O título acima não é para me
curvar ao patrulhamento à coluna de ontem, "Os acertos de
FHC". É para uma reflexão sobre os processos de formação de
unanimidade que permeiam a
discussão pública.
Por exemplo, recebo e-mail
agressivo de leitor que me acusa de dizer que o PT não tem
tradição democrática e sugere à
Folha que democraticamente
elimine a minha coluna. A crítica à democracia burguesa foi
sempre uma marca do PT. Na
coluna digo que, apesar disso, o
PT irá praticar uma política de
alianças dentro das tradições
democráticas brasileiras contemporâneas, o que é muito
mais crível do que dizer que o
PT defendia a democracia burguesa desde criancinha. Outro
leitor, o Carlos Tavares, me
alerta que, "se tivéssemos uma
revolução à francesa, o senhor
seria um dos primeiros a caminhar para a guilhotina".
Esse vezo autoritário não é específico de eleitor do PT ou de
qualquer outro partido político, embora alguns agrupamentos tendam a ser mais "patrulheiros" que outros: trata-se de
um vício autoritário da própria
sociedade brasileira. E é um
horror! Sempre que se forma
uma maioria em determinada
direção, a maior parte das pessoas que pensa de forma diferente se cala, para não se expor,
para não correr riscos. E, com
isso, o contraponto, o contraditório vai para o buraco, abrindo espaço para o chamado
"clamor das ruas" e para o total
emburrecimento da discussão.

□ □ □ □

Objetivo da tarefa
Retome o texto sobre a formação de unanimidade na discussão pública e prossiga a partir da última frase.

□ □ □ □

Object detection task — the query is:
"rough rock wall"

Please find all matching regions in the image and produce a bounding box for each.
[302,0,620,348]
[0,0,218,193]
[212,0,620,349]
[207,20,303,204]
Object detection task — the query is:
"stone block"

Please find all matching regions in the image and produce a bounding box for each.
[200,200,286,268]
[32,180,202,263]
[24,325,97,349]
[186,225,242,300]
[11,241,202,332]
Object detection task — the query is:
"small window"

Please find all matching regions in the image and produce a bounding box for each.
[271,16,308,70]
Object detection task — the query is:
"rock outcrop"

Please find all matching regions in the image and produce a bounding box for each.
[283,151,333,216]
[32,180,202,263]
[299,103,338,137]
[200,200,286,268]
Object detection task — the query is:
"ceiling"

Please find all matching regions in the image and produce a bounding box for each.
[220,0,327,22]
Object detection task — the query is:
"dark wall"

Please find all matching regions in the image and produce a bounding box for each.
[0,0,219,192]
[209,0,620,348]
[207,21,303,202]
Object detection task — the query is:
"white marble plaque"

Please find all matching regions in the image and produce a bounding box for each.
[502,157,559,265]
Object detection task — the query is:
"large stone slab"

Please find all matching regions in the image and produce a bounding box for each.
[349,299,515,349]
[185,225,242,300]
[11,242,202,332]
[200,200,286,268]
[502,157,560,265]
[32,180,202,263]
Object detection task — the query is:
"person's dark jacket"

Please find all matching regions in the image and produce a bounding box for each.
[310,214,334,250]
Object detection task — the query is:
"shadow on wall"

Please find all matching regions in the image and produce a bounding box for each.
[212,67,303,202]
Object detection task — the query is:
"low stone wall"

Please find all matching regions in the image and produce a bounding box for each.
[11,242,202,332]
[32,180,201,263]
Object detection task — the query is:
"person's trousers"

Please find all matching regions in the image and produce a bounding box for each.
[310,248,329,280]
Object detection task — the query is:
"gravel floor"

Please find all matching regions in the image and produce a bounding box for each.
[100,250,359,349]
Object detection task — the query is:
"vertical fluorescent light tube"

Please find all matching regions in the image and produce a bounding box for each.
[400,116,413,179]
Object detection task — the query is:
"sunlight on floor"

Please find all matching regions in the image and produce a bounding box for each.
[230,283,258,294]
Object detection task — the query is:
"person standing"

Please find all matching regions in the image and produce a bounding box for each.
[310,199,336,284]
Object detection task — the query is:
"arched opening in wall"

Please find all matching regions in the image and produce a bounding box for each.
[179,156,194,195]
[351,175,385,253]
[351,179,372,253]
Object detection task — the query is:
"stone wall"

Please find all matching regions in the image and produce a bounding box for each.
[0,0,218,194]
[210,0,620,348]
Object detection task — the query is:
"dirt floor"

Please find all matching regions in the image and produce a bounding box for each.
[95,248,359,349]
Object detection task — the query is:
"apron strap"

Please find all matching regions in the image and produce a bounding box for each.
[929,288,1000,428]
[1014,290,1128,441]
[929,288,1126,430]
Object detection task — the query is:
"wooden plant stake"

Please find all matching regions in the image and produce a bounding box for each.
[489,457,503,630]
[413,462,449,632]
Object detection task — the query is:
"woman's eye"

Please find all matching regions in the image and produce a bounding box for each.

□ □ □ □

Resultado do exercício
Ainda no primeiro governo
Fernando Henrique Cardoso,
com os ventos da opinião pública soprando a favor, a política
cambial desenhava claramente
um quadro de desastre próximo. Quem ousasse alertar para
o desastre era taxado de "lobista da Fiesp" para baixo. E provavelmente os "patrulheiros"
eram os mesmos de agora.
Esses movimentos são cíclicos, ora a favor de uma posição
ora de outra, tendo, em comum, apenas o vezo autoritário e o orgasmo ritual de se sentir maioria e avançar sobre os
dissidentes. O próprio Fernando Henrique Cardoso, do alto
de sua sabedoria de sociólogo,
embarcou como um calouro
nessa história, supondo ter conseguido a unanimidade eterna,
ao orquestrar a opinião pública
contra seus opositores, os "neobobos".
Essa busca da unanimidade
simplifica burramente as situações, já que se limita a transformar cada análise em julgamento, em absolvição ou condenação. E o mundo e as pessoas não
são feitos dessas simplificações.
Faço parte de um grupo pequeno de jornalistas e analistas
que, nos últimos anos, se empenhou em remar contra a chamada visão "neoliberal" da
economia, com argumentos,
dados, raciocínios. Poucas semanas atrás desmascarei um
trabalho da STN (Secretaria do
Tesouro Nacional), que pretendia atribuir o aumento descomunal da dívida pública aos
"esqueletos" incorporados pela
União, e não à irresponsável
política de juros da era FHC.
Recebi muitos e-mails de apoio
de leitores bem informados e de
"patrulheiros". O segundo grupo me cumprimentava por ter
procurado trazer a verdade ao
debate? Não, mas por dizer algo
que era do gosto deles.
O governo Fernando Henrique Cardoso tem erros monumentais e acertos fundamentais: ponto! É difícil um julgamento final, sobre o que vai
preponderar na avaliação final
do governo.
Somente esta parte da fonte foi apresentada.